Goal of the exercise: Edit the entries below by changing every "largest circle" to "biggest circle" and leaving all other text as it is.

[Pointing entries]
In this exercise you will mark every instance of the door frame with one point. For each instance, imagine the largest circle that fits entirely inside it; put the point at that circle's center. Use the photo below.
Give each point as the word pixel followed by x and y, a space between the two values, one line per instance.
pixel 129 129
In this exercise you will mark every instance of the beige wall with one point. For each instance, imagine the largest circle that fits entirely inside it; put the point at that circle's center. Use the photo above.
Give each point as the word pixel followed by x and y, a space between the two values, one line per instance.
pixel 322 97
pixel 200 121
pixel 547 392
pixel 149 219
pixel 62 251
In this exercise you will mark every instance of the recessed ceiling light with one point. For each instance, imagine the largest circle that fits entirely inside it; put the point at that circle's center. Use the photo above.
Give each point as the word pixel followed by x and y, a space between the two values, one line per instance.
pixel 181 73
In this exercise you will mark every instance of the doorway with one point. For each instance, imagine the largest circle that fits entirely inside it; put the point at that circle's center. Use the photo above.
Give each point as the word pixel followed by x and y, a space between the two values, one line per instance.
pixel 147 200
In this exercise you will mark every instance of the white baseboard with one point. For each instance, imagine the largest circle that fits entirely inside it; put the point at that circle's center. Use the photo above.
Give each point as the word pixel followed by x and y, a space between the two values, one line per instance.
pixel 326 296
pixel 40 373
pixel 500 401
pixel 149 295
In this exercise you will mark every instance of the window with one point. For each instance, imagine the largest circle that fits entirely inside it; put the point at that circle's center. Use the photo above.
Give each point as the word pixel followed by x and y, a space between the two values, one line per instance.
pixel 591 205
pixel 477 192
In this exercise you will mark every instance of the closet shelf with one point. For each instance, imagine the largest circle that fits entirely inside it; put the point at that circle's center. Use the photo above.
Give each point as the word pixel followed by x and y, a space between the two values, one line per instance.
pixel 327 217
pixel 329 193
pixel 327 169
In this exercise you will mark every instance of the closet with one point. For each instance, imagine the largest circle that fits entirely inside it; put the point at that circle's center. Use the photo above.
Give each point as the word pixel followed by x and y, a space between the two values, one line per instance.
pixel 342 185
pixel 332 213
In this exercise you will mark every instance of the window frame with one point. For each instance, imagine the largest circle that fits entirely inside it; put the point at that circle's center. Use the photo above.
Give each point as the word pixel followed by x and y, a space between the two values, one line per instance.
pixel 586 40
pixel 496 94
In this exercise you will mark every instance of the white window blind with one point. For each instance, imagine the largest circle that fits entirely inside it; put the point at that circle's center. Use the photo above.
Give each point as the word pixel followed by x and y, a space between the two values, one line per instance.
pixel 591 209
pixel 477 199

Exercise output:
In this exercise you will mark every instance of the door frame with one point. For each instance, imagine the biggest circle that fits entirely inside it; put the point at that circle's center. Use the photo below.
Give each point as the word pixel followed by x and y, a space between the two values, one line per instance.
pixel 129 129
In this exercise you will mark every instance of the beige wall with one point. For each instance, imagine the biggest circle that fits entirely inside it; put the point at that circle's center. Use the photo above.
Give each point as the word pixel followed by x and y, a space between the two values, one line per instance.
pixel 322 97
pixel 200 121
pixel 547 392
pixel 149 219
pixel 62 251
In this exercise you will mark every instance of the recessed ceiling light with one point. For each instance, imagine the biggest circle that fits entirely inside it; put the point at that circle's center. Use the photo above.
Give each point as the word pixel followed by x and y, a space between the two values, one line per instance.
pixel 181 73
In this exercise you will mark every instance of the doorway with one point. For each instance, imagine the biggest circle that fits entirely inside it; put the point at that circle's center. Use the photo above.
Give each point as the word pixel followed by x and y, a space between the two values, one line per instance.
pixel 147 200
In this exercise you will mark every instance of the white baseboard with one point. For each instance, imagine the biggest circle that fits entirely inside it; put the point at that circle's center. Use the photo above.
Give each point as the word pixel followed by x and y, a space between the two values, one line per instance.
pixel 326 296
pixel 40 373
pixel 500 401
pixel 149 295
In this exercise you will mark every instance of the window with one point. For each instance, imagine the biggest circle that fits entirely inside it; put the point at that circle's center. Use the photo above.
Give each point as the word pixel followed by x and y, a space between the two values, one line per instance.
pixel 591 205
pixel 477 192
In this exercise you will mark every instance of the closet shelf with one point. For each instance, imagine the biggest circle that fits entirely inside it; put the point at that circle's center. Use the photo above.
Give each point as the word pixel followed by x and y, a space between the two values, one line per instance.
pixel 327 217
pixel 329 193
pixel 327 169
In this exercise you will mark every instance of the closet with one point. For each instance, imagine the biggest circle that fits entirely inside it; put the point at that circle's center. Use the photo above.
Give each point as the word pixel followed by x and y, a space between the two values, one line per instance.
pixel 342 185
pixel 332 213
In this exercise you will mark every instance of the window frame with one point. For each instance, imagine the biggest circle that fits entirely inside it; put the point at that circle's center. Use the photo above.
Give each point as the word pixel followed by x and y, a space between the two values, one line per instance.
pixel 586 40
pixel 496 94
In this exercise you will mark every instance of the white window blind with one point. For each instance, imagine the biggest circle that fits entirely inside it; put the point at that circle's center. Use the photo above.
Give each point as the word pixel followed by x and y, a space between the two values, one line per instance.
pixel 591 209
pixel 477 199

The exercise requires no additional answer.